* [Your objective]
Reproduce the page excerpt on using silver stain with oil word for word, from its title line to its final sentence.

* [Page excerpt]
-------

How you can trace, blend, shade & flood from a reliable batch that keeps for months (& why water or vinegar are no good for this)
Who this is for
Read this if you’re new to silver stain or if you currently use stain with vinegar or water. Why? Because the information I’m about to share with you concerns using stain with oil.
And if you don’t already know it, stain and oil will get you the best results for the least cost.
Oil will also let you trace, shade, blend and flood – things you just can’t do with vinegar or water.
“Tried what you said and it worked like a dream” (Judy A., Texas, USA)
That’s right: oil is better, oil is also cheaper. So, now that I have your attention, please read on.
“It’s so refreshing to find someone like you who is so open about techniques in the murky & mysterious world of glass painting! (Why does it have to be like that??!) Finding you has been like stumbling on a pot of gold” (Simon Morgan-Howard, Wales)
The price of stain
First up, stain is incredibly expensive. Anything from $160 to $350 a pound. Ouch! All the same, used properly, it’s worth it. It can make your glass gleam and shine like no other kind of fired paint.
But second, stain is easy to get wrong, like when it doesn’t work at all, or (the opposite extreme) when it discolours your glass, which ruins it. Yes, used with vinegar or water, the failure-rate is high. Since staining is the very last thing you do, this means your tracing and shading is most likely put at risk.
Messy and harmful
Third, used with vinegar or water, it’s not just messy, stain is also time-consuming and hazardous to use. The dust gets everywhere – also inside your lungs – and it takes ages to prepare a piece for firing in the kiln. (You must wait for the stain to air-dry, then laboriously and carefully remove it where you do not want it.)

-------

(Data entries)

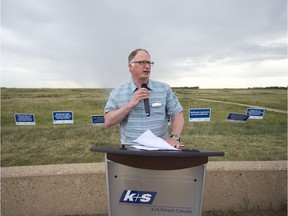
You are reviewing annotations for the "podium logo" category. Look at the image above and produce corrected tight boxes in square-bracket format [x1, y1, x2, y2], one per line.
[119, 190, 157, 204]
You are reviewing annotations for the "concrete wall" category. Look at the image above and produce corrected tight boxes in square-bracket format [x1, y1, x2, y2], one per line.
[1, 161, 287, 216]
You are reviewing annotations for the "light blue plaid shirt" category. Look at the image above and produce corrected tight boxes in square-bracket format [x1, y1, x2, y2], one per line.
[104, 80, 183, 143]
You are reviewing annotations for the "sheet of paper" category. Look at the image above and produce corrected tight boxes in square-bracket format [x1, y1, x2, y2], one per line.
[133, 130, 178, 151]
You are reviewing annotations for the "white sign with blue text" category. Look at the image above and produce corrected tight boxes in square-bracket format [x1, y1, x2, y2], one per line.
[14, 113, 35, 125]
[246, 108, 265, 119]
[52, 111, 73, 124]
[189, 108, 211, 122]
[91, 115, 105, 126]
[226, 113, 249, 123]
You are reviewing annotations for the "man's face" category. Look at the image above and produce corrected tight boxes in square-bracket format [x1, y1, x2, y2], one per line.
[129, 51, 151, 82]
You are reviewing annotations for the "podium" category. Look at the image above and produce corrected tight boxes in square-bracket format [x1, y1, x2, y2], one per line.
[90, 145, 224, 216]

-------

* [Task response]
How you can trace, blend, shade & flood from a reliable batch that keeps for months (& why water or vinegar are no good for this)
Who this is for
Read this if you’re new to silver stain or if you currently use stain with vinegar or water. Why? Because the information I’m about to share with you concerns using stain with oil.
And if you don’t already know it, stain and oil will get you the best results for the least cost.
Oil will also let you trace, shade, blend and flood – things you just can’t do with vinegar or water.
“Tried what you said and it worked like a dream” (Judy A., Texas, USA)
That’s right: oil is better, oil is also cheaper. So, now that I have your attention, please read on.
“It’s so refreshing to find someone like you who is so open about techniques in the murky & mysterious world of glass painting! (Why does it have to be like that??!) Finding you has been like stumbling on a pot of gold” (Simon Morgan-Howard, Wales)
The price of stain
First up, stain is incredibly expensive. Anything from $160 to $350 a pound. Ouch! All the same, used properly, it’s worth it. It can make your glass gleam and shine like no other kind of fired paint.
But second, stain is easy to get wrong, like when it doesn’t work at all, or (the opposite extreme) when it discolours your glass, which ruins it. Yes, used with vinegar or water, the failure-rate is high. Since staining is the very last thing you do, this means your tracing and shading is most likely put at risk.
Messy and harmful
Third, used with vinegar or water, it’s not just messy, stain is also time-consuming and hazardous to use. The dust gets everywhere – also inside your lungs – and it takes ages to prepare a piece for firing in the kiln. (You must wait for the stain to air-dry, then laboriously and carefully remove it where you do not want it.)